Work required:
Your response should be the lines from the one holding "Expected behavior: point out the wooden upper" to the last line of the data below, copied exactly and with no additions.

● ● ● ● ●

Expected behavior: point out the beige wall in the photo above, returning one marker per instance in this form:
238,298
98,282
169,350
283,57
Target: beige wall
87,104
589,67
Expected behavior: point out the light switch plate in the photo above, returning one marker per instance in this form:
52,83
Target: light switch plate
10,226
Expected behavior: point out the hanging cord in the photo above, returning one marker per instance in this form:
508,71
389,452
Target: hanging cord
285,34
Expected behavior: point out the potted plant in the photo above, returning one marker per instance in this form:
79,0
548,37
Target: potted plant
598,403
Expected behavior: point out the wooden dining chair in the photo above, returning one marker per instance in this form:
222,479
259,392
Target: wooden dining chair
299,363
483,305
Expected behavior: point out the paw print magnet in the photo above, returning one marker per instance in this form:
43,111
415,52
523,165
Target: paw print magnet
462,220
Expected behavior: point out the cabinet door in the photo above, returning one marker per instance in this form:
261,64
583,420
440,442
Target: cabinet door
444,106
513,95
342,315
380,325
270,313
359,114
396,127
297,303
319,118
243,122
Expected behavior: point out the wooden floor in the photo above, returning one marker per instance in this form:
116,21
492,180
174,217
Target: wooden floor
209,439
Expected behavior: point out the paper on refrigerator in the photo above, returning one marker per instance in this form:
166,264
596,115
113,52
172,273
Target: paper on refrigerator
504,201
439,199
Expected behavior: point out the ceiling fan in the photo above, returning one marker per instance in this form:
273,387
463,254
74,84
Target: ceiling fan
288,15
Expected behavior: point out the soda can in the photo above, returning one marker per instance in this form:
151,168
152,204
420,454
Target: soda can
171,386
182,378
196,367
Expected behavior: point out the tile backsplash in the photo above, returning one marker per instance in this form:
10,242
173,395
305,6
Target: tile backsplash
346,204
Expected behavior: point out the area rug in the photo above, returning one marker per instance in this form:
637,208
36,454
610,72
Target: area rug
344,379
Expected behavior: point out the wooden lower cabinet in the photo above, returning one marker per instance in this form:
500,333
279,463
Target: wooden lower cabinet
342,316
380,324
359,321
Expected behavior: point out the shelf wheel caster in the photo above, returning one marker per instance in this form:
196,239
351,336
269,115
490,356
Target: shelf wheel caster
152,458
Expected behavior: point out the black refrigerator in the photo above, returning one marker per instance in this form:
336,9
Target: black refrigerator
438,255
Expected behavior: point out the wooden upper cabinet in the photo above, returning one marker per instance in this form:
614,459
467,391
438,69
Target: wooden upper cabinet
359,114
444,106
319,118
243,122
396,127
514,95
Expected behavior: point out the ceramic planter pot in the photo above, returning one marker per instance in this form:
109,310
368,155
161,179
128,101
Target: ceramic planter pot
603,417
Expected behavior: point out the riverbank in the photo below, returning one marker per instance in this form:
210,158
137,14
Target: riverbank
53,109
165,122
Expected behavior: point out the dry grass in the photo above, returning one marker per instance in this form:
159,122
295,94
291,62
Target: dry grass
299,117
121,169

● ● ● ● ●

Solution for this task:
Expected behavior: point out the wooden upper cabinet in the photo above, returning one marker per instance in this form:
614,459
467,391
438,69
Target: wooden upper cabinet
359,114
444,106
319,118
243,122
396,127
514,95
Expected behavior: point out the ceramic planter pot in the photo above, returning one marker per instance in this form:
109,310
368,155
161,179
128,101
Target: ceramic planter pot
603,417
Expected behavior: point out the riverbank in the photo below, returning one marker per instance in this form:
210,158
137,14
Target: riverbank
53,109
165,122
Expected behavior: point out the dry grass in the photo above, returning one marker per instance in this form:
159,122
295,94
291,62
Target: dry grass
299,117
121,169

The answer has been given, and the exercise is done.